Instruction 1 » In the text on the Sundance Film Festival's New Frontier installations, which theater company created All Kinds of Limbo?
Instruction 2 » Translate this sentence from the text on the Sundance Film Festival's New Frontier installations into Spanish: "In a post-climate-change world, environmental catastrophe has become normalized."
Instruction 3 » Carry the text on the Sundance Film Festival's New Frontier installations forward from its last sentence.

Selected extract »
Author Archives: Jill Adler

Sundance Film Festival’s New Frontier Installations

Biodigital Theatre

All Kinds of Limbo
The National Theatre of Great Britain’s communal musical journey reflecting the influence of West Indian culture on the UK’s music scene across the genres of reggae, grime, classical, and calypso. Immersive technologies, the ceremony of live performance, and the craft of theatrical staging bring audiences into a VR performance space.

Anti-Gone
In a post-climate-change world, environmental catastrophe has become normalized. Cities are sunken, yet the vestiges of late-capitalist culture live on, clinging like barnacles to the ruins of civilization. Spyda and Lynxa are a couple navigating this world, gliding frictionlessly from shopping to movies to psychedelic drugs.

Data shown »
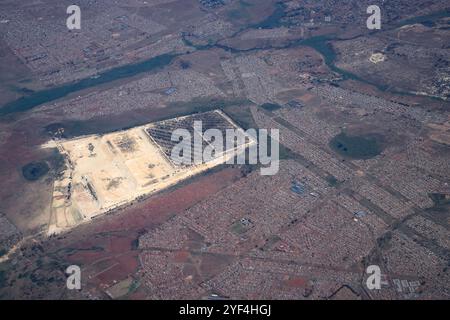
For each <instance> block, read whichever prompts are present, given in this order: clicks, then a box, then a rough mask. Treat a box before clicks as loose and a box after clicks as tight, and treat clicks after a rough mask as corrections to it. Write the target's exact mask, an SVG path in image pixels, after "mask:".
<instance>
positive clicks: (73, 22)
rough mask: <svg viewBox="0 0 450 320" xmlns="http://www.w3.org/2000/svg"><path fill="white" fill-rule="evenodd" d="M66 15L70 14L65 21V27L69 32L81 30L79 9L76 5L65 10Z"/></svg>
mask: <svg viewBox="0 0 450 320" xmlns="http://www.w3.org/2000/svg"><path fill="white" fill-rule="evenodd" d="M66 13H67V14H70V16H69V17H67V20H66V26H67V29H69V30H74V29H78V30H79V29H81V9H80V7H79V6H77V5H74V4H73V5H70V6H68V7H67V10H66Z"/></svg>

Expected answer 1 » The National Theatre of Great Britain.

Expected answer 2 » En un mundo posterior al cambio climático, la catástrofe ambiental se ha normalizado.

Expected answer 3 »
Atomu
Go inside the cyclical center of a Kikuyu tribal myth from Kenya, where man may become woman and woman may become man. Through virtual reality, dance, and music, a sacred space is created to explore many versions of yourself.

BLKNWS

Tickets are required; eWaitlist access is also available.

Kahlil Joseph’s mesmerizing news-creation machine is a soulful and rousing intervention into the current epidemic news addiction powered by the “news-industrial complex.” Rejuvenating what news can be, BLKNWS combines appropriated news and social media with originally produced anchored segments to create a continuously updated broadcast that is as much a news service as it is a portal to an elevated state of awareness. “A fugitive newscast,” BLKNWS is only accessible at specific terrestrial sites.

Ongoing broadcast installations can be seen at Filmmaker Lodge and the Festival Co-op.

New Frontier In The Wild

All the world’s a stage! Find these works woven into the digital landscape of the Festival campus.

Dance Trail
A dance piece in augmented reality enabling users to invite virtual dancers into our world. Site-specific and mobile, the app allows audiences to see dance sequences outdoors and indoors during the Festival. Users can place dancers anywhere in the world and share snapshots and videos.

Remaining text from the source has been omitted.